WRITTEN REQUEST:
Copy the records below, substituting "Mark" for each "Tag" and leaving everything else unchanged.

MATERIAL FOR THE TASK:
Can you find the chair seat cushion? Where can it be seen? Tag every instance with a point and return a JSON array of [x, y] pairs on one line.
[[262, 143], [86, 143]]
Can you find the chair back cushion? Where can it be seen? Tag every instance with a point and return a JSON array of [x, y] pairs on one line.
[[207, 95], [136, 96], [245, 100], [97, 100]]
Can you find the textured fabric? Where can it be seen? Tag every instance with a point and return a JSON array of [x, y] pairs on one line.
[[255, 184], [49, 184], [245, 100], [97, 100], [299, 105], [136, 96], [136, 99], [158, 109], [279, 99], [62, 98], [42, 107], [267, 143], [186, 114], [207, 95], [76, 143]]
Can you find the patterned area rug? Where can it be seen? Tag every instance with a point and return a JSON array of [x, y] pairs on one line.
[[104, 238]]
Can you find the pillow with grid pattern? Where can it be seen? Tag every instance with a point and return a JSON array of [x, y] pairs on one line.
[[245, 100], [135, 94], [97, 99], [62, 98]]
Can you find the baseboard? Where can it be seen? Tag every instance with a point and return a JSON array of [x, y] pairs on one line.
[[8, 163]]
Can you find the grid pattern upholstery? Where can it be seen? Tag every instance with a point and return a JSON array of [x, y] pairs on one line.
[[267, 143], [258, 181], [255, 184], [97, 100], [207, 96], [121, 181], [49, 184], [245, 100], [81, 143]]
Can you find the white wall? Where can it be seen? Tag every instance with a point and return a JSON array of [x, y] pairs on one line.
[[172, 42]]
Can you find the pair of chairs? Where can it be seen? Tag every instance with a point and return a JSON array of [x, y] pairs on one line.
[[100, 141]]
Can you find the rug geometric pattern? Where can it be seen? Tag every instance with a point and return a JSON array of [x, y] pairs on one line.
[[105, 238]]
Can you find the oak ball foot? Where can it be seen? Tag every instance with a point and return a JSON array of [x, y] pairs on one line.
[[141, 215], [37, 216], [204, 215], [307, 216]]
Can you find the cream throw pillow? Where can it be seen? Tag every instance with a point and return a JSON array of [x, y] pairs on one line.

TASK SOLUTION:
Can you find the chair seat cushion? Where can it be seen? Mark every instance with a point and return a JSON array of [x, y] pairs on one line.
[[262, 143], [86, 143]]
Can you find the chair back cushion? Where can it be seen? Mark every instance with a point and return a JSON array of [x, y] pairs on one line.
[[207, 95], [136, 96], [245, 100], [97, 100]]
Can you find the textured fabric? Where can it be seen? Mark every instance with a point and return a JSON array of [x, y] pairs on one line.
[[255, 184], [49, 184], [245, 100], [97, 100], [299, 105], [136, 96], [136, 99], [158, 109], [279, 99], [62, 98], [42, 107], [267, 143], [186, 114], [207, 95], [76, 143]]
Can you find the patterned area rug? Where can it be seen? Mark every instance with a point and return a JSON array of [x, y] pairs on one line.
[[104, 238]]
Can you find the pillow with grid pattern? Where can it be seen? Mark every instance with a point and return a JSON array of [x, y] pairs on one line.
[[245, 100], [135, 94], [97, 99], [62, 98]]
Can you find the baseboard? Where can it be seen? Mark every instance with a point and return a JSON array of [x, y] pairs on one line.
[[8, 163]]
Can you find the grid pattern upholstery? Where can it be seen? Mark every instance with a point and return a JSON array of [x, y] pairs on one line.
[[267, 143], [258, 181], [255, 184], [97, 100], [207, 96], [121, 181], [49, 184], [245, 100], [81, 143]]
Can you find the white wall? Where can it be seen? Mark every instance with a point and return a JSON array of [x, y] pairs on one line.
[[172, 42]]
Can you find the pair of chairs? Where can it be seen? Mark every instance with a point and return a JSON array of [x, y] pairs on one line.
[[100, 141]]
Can you find the rug geometric pattern? Where can it be seen? Mark every instance with a point and return a JSON array of [x, y] pairs on one line.
[[105, 238]]
Can you find the oak ball foot? Where can it be seen? Mark every instance with a point and return a JSON array of [x, y] pairs on one line.
[[141, 215], [37, 216], [204, 215], [307, 216]]
Can you find the cream throw pillow? Where can it be seen? Mark every instance with a point and return a JSON array of [x, y] pairs on one line.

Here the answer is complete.